■ **REQUIRED TASKS**
a) In the sorghum article, what percentage of Burkina Faso's national cereal production did sorghum account for in 2020?
b) Return everything in the sorghum article from "Article Information" down to "14 (2024): 01-10.", word for word.
c) Please carry the sorghum article on from where it stops.

___ PROVIDED PASSAGE ___

Received: 13 December 2024; Accepted: 15 January 2025; Published: 30 January 2025

Article Information

Citation:

Harouna Ouédraogo, Edmond Hien, Yacouba Diallo, Poulouma Louis Yaméogo, Udo Nehren. Effects of Agro-Ecological Practices on Soil Health and Sorghum Yield as Influenced by Climate Change in the Sudan-Sahelian Zone of Burkina Faso. International Journal of Plant, Animal and Environmental Sciences. 14 (2024): 01-10.

DOI: 10.26502/ijpaes.4490172

Abstract

Keywords

Agro-ecological practices; Soil fertility; zaï; Ridge tillage; Stone rows

Article Details

1. Introduction

World cereal production was estimated at 2,756 million tonnes in 2022 [1]. Sorghum currently ranks fifth among cereals. In Africa, sorghum comes fourth after Sudan, with a production of 2.01 million metric tons in 2022-2023 [2]. In Burkina Faso, cereal production was 5,179,000 tons in 2020, with 1,839,570 tons being sorghum, representing 35.52% of national production [3]. Sorghum production, however, faces several constraints such as soil nutrient deficiency [4], inappropriate agricultural practices combined with climate change [5], poor fertilization [3], land degradation and farmers' low income. These factors are keeping sorghum yields below their potential.

___ ENTRIES SHOWN ___

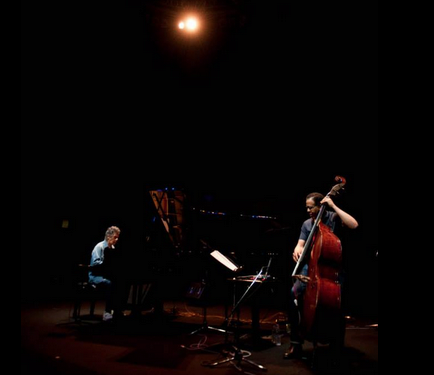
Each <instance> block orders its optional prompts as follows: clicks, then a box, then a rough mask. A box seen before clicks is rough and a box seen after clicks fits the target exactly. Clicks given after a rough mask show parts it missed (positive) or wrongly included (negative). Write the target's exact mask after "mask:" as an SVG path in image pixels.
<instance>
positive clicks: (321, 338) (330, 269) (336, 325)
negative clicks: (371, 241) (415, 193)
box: [292, 176, 346, 344]
mask: <svg viewBox="0 0 434 375" xmlns="http://www.w3.org/2000/svg"><path fill="white" fill-rule="evenodd" d="M335 181H337V182H338V183H337V184H336V185H334V186H333V187H332V189H331V190H330V192H329V193H328V194H327V196H334V195H336V194H338V193H339V192H340V190H341V189H342V188H343V187H344V186H345V184H346V180H345V179H344V178H343V177H340V176H336V177H335ZM325 210H326V204H322V205H321V209H320V211H319V213H318V215H317V217H316V219H315V222H314V224H313V227H312V231H311V232H310V234H309V237H308V238H307V240H306V243H305V246H304V249H303V253H302V254H301V256H300V258H299V260H298V262H297V265H296V266H295V268H294V271H293V273H292V277H293V280H294V282H295V281H296V280H297V279H298V280H301V281H302V282H304V283H306V291H305V294H304V297H303V305H302V311H301V321H300V325H301V327H300V328H301V333H302V335H303V336H304V338H305V339H307V340H309V341H312V342H314V343H318V342H321V343H324V344H327V343H330V342H331V341H332V340H335V339H336V337H337V332H340V330H341V328H342V303H341V292H342V291H341V284H340V280H339V278H340V274H341V270H342V245H341V241H340V239H339V238H338V237H337V236H336V235H335V234H334V233H333V232H332V231H331V229H330V228H329V227H328V226H327V225H325V224H324V223H323V222H322V217H323V215H324V212H325ZM306 263H308V269H309V270H308V275H307V276H305V275H302V274H300V271H301V268H302V267H303V266H304V265H305V264H306Z"/></svg>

___

■ **TASK ANSWERS**
a) 35.52%

b)
Article Information

Citation:

Harouna Ouédraogo, Edmond Hien, Yacouba Diallo, Poulouma Louis Yaméogo, Udo Nehren. Effects of Agro-Ecological Practices on Soil Health and Sorghum Yield as Influenced by Climate Change in the Sudan-Sahelian Zone of Burkina Faso. International Journal of Plant, Animal and Environmental Sciences. 14 (2024): 01-10.

c)
To overcome these production challenges, various agroecological practices are developed and disseminated by NGOs, governments, projects and programs, and farmers themselves [6-8]. The practices disseminated include zaï, stone rows, cereal-legume cropping associations, Natural assisted regeneration, rainwater collection reservoirs and the use of improved seeds. Agroecology is the integration of research, education, action and change that brings sustainability to all parts of the food system: ecological, economic, and social. It’s transdisciplinary in that it values all forms of knowledge and experience in food system change [9]. Then agroecological practices are those that enable us to achieve an agroecosystem that is sustainable, equitable, economically profitable and socially and culturally acceptable. Indeed, soil carbon sequestration appears to be one of the alternatives for combating land degradation. Soil C sequestration can be increased by plant species selection, microclimate modification through nutrient and water management, conversion of marginal lands to more productive grasslands and forests, increasing crop and forest productivity through residue management to slow organic matter decomposition, management approaches to reduce carbon loss and the application of technology [10]. Agroecological approach contributes to the sustainable intensification of production and the preservation of soil fertility through the restoration of soil quality, and include integrated landscape management, integrated soil fertility management, integrated pest management. Assessing land management practices that will enhance soil health and crop productivity is crucial for food security and sustainable agriculture. While the scientific community had though that several agricultural practices were successful to fill soil carbon loss [11] there are now proofs that these techniques do not store as much as carbon into soils as it has been claimed [12,13] there are increasing evidence that nutrient supply to soils, either in an organic or inorganic form, is key to revert soil nutrient and soil C depletion [13]. This is where historical practices such as organic inputs such as manure application to soils zaï, stone rows, half-moons, grass strips, different types of ploughing, and agroforestry techniques come in.

Several studies have highlighted the positive impacts of the zaï, stone rows, soil bund, and ridge tillage techniques on soil chemical and physical properties, as well as on crop yields [14-17]. These techniques positively influenced the physicochemical properties of soils, crop yields, groundwater recharge, and rainfall infiltration [18-20]. For instance, results of [21] indicate that stone rows can increase water infiltration into the soil by 15%, and results from [22] shown that stone bunds improved soil pH, Organic matter (OM), available phosphorous (Av. p), cation exchange capacity (CEC), available potassium (K+), moisture content, and crop yield (Sorghum bicolor L. and Cicer arietinum) [23] highlight that soil bunds reduced surface runoff and soil loss with 80–92% and 96%. In addition, zaï combined with organic manure can double or even triple sorghum yields and improve chemical properties of the soil, such as pH and organic matter content in Burkina Faso [24,25].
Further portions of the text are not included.